#### [EXERCISE AIM]
Without including any pictures, copy each entry below exactly.

#### [Stored items]

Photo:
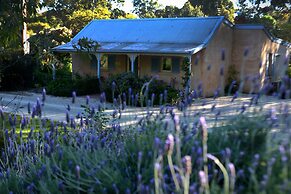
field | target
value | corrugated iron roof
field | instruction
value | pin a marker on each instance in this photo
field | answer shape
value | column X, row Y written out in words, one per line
column 262, row 27
column 159, row 35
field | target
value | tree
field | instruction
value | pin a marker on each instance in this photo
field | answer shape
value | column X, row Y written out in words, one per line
column 145, row 8
column 186, row 11
column 14, row 16
column 276, row 15
column 216, row 7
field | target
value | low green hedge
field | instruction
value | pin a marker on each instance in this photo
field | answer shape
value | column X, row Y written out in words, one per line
column 65, row 86
column 128, row 82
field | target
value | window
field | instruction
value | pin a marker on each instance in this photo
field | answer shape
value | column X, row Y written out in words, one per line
column 166, row 64
column 104, row 62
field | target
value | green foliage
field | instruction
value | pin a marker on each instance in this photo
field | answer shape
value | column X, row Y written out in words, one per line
column 118, row 160
column 16, row 71
column 289, row 71
column 80, row 18
column 217, row 7
column 64, row 86
column 186, row 11
column 129, row 81
column 276, row 16
column 86, row 44
column 145, row 8
column 98, row 119
column 13, row 14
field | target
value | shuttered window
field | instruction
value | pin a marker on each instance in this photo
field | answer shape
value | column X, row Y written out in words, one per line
column 156, row 64
column 176, row 65
column 111, row 62
column 93, row 61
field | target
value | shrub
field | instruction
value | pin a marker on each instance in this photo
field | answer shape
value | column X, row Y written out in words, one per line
column 121, row 83
column 66, row 85
column 129, row 81
column 17, row 69
column 60, row 158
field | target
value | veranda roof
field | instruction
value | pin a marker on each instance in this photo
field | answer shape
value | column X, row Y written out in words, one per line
column 159, row 35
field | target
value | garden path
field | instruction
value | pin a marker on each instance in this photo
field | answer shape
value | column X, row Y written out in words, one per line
column 55, row 107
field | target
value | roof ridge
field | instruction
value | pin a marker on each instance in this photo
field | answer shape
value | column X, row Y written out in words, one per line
column 155, row 19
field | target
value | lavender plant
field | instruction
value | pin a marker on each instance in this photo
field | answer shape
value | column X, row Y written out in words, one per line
column 173, row 150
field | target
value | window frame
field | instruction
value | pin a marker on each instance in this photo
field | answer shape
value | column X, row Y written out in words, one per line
column 106, row 62
column 162, row 64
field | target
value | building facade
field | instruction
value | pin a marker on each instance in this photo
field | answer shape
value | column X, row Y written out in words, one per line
column 211, row 46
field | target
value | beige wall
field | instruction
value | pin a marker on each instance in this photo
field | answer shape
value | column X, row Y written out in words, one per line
column 173, row 79
column 232, row 41
column 82, row 65
column 211, row 79
column 255, row 63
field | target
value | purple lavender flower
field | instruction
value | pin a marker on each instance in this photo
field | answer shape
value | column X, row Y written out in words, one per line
column 77, row 169
column 74, row 97
column 67, row 117
column 87, row 100
column 222, row 54
column 246, row 52
column 43, row 95
column 221, row 71
column 196, row 60
column 169, row 145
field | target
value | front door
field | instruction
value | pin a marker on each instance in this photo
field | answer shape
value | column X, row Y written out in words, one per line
column 136, row 65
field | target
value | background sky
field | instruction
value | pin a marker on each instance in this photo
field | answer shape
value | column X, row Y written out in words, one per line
column 179, row 3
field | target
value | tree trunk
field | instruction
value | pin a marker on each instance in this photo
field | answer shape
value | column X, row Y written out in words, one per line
column 25, row 43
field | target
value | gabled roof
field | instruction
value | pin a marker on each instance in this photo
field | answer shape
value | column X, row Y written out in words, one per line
column 159, row 35
column 262, row 27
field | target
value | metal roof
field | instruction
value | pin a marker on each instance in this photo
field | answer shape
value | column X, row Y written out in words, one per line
column 262, row 27
column 159, row 35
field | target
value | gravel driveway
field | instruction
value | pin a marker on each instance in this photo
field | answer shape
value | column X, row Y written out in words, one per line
column 55, row 107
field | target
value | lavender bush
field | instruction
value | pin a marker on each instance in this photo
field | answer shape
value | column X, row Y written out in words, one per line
column 171, row 149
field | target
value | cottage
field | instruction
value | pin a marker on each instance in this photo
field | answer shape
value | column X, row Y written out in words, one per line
column 160, row 47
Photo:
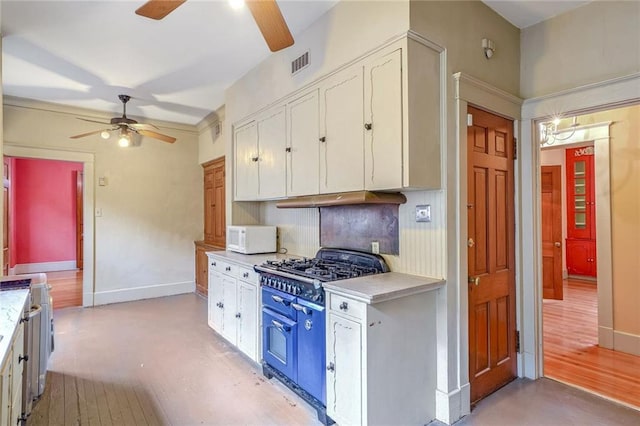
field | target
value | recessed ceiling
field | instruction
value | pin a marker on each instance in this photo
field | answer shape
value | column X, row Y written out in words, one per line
column 85, row 53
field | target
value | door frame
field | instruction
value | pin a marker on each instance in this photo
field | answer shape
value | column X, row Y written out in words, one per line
column 608, row 94
column 87, row 160
column 470, row 90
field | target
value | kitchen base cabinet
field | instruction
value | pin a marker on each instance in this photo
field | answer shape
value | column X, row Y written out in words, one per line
column 233, row 304
column 381, row 360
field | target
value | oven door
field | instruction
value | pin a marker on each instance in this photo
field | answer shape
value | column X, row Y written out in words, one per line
column 279, row 342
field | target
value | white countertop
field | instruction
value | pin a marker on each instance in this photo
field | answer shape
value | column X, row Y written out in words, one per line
column 11, row 310
column 382, row 287
column 249, row 259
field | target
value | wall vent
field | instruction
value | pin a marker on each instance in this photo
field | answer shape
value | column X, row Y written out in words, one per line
column 300, row 63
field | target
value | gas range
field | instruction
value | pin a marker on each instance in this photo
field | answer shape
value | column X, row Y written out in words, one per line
column 303, row 277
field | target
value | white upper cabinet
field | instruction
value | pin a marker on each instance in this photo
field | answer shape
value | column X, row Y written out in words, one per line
column 383, row 121
column 342, row 131
column 260, row 168
column 303, row 155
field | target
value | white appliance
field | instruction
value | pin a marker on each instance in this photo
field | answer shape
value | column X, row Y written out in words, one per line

#### [FINAL ANSWER]
Photo:
field | target
value | corrugated iron roof
field | instruction
value | pin a marker on each instance in this photo
field | answer shape
value | column X, row Y written out in words, one per line
column 262, row 27
column 159, row 35
field | target
value | tree
field | instruction
value | pin a marker on each instance in this photo
field | answer shape
value | column X, row Y written out in words, one per line
column 145, row 8
column 186, row 11
column 14, row 16
column 276, row 15
column 216, row 7
field | target
value | low green hedge
field | instruction
value | pin a marker on each instance in this photo
field | answer shape
value | column X, row Y written out in words, one per line
column 65, row 86
column 128, row 82
field | target
value | window
field | instruction
value | pin a marker on each instance in this photo
field | answer shape
value | column X, row Y written out in words, one per line
column 166, row 64
column 104, row 62
field | target
value | green foliage
field | instruction
value | pin a marker on each instance in this photo
field | answer shape
value | column X, row Y written out in words, one per line
column 118, row 160
column 16, row 71
column 289, row 71
column 80, row 18
column 217, row 7
column 64, row 86
column 186, row 11
column 129, row 81
column 276, row 16
column 86, row 44
column 145, row 8
column 98, row 119
column 13, row 14
field | target
value | shuttered window
field | instruction
value | pin a marker on each instance in this photo
field | answer shape
value | column X, row Y written out in words, one per line
column 156, row 64
column 176, row 65
column 111, row 62
column 93, row 61
field | target
value | shrub
field | instruction
value | pin a marker on each instance in this photo
field | answer shape
value | column X, row Y written out in words, one per line
column 121, row 83
column 66, row 85
column 129, row 81
column 17, row 69
column 60, row 158
field | target
value | veranda roof
field | instruction
value | pin a marker on each instance in this photo
field | answer shape
value | column X, row Y written out in words, one per line
column 159, row 35
field | target
value | garden path
field | instruction
value | pin a marker on each instance in this photo
field | answer shape
value | column X, row Y written out in words, one per line
column 55, row 107
field | target
value | roof ridge
field | instruction
value | pin a marker on each instance in this photo
field | answer shape
value | column X, row Y written out in words, one per line
column 155, row 19
field | target
value | lavender plant
field | instruction
value | pin a marker on each instance in this photo
field | answer shape
value | column X, row Y written out in words, one per line
column 173, row 150
field | target
value | window frame
field | instruction
value | pin a marker on each instance in this photo
field | answer shape
value | column X, row Y written out in words, one per line
column 106, row 62
column 162, row 64
field | target
value | building facade
field | instruction
value | pin a marker on each instance in this photo
field | answer shape
value | column X, row Y written out in words, one per line
column 211, row 46
field | target
value | beige wall
field | instruction
value | pin a marker on each instance in this photo
field | answer shape
value | column X, row Y written out in words, one per line
column 173, row 79
column 232, row 41
column 82, row 65
column 211, row 79
column 255, row 63
field | target
value | purple lavender flower
field | instruction
value | pin a marker on each instance in this photo
field | answer shape
value | column X, row Y written out in words, one per line
column 77, row 169
column 74, row 97
column 67, row 117
column 87, row 100
column 222, row 54
column 246, row 52
column 43, row 95
column 221, row 71
column 196, row 60
column 169, row 145
field | target
value | front door
field | instruction
value | pin a marker on each instance in this photo
field | answer shape
value | column X, row Y written out in words, one per line
column 136, row 65
field | target
value | background sky
field | instruction
value | pin a marker on each instance in this photo
field | answer shape
value | column X, row Y written out in words, one per line
column 179, row 3
field | target
value | tree trunk
field | instruction
value | pin a marker on each instance in this photo
field | answer shape
value | column X, row Y written out in words, one per line
column 25, row 43
field | target
value | gabled roof
field | instruction
value | pin a marker on each instance in this photo
field | answer shape
value | column X, row Y written out in words, one per line
column 159, row 35
column 262, row 27
field | target
value | metal roof
field | instruction
value | pin a marker on each instance in this photo
field | answer shape
value | column X, row Y written out in words, one per line
column 262, row 27
column 159, row 35
field | target
value | gravel driveway
field | instruction
value | pin a marker on each instance in this photo
field | answer shape
value | column X, row Y written out in words, one per line
column 55, row 107
field | target
value | lavender bush
field | instruction
value | pin a marker on each instance in this photo
field | answer shape
value | column X, row Y written out in words, one per line
column 171, row 149
field | target
value | cottage
field | instruction
value | pin a marker on each instance in this photo
field | answer shape
value | column X, row Y written out in words, one per line
column 160, row 47
Photo:
field | target
value | recessed ceiling
field | instruction
value | pin a marker on each instance in this photo
field | answer shape
value | column X, row Y written out in words, one per line
column 85, row 53
field | target
value | door frame
field | instruction
value | pin a marker on each instance in this photo
field | answer shape
value | column X, row Y written out in words, one per line
column 608, row 94
column 87, row 160
column 470, row 90
field | target
value | kitchen base cabinet
field | instruction
value | pin a marker on each instance in this photo
field | answer shape
value | column X, row Y written out in words, one per line
column 233, row 304
column 381, row 360
field | target
value | oven door
field | instruction
value | pin a marker on each instance in this photo
field | answer shape
value | column X, row Y written out in words, one per line
column 279, row 342
field | target
value | white countertop
field | instruction
value | pin a marker on each instance in this photo
field | answer shape
value | column X, row Y written out in words, one per line
column 11, row 310
column 382, row 287
column 249, row 259
field | target
value | wall vent
field | instruction
value | pin a marker on each instance in this photo
field | answer shape
value | column X, row Y written out in words, one per line
column 300, row 63
field | target
value | gas range
field | instruction
value | pin a marker on each instance in this photo
field | answer shape
value | column X, row Y written out in words, one per line
column 303, row 277
field | target
value | white upper cabinet
field | instruction
value | pin a marker on each instance in this photo
field | answer shape
value | column X, row Y written out in words, one per line
column 383, row 121
column 342, row 131
column 260, row 168
column 303, row 155
field | target
value | white appliance
field | instruction
value | pin a marker on each instance in this photo
field | answer shape
value | column X, row Y written out in words, one per line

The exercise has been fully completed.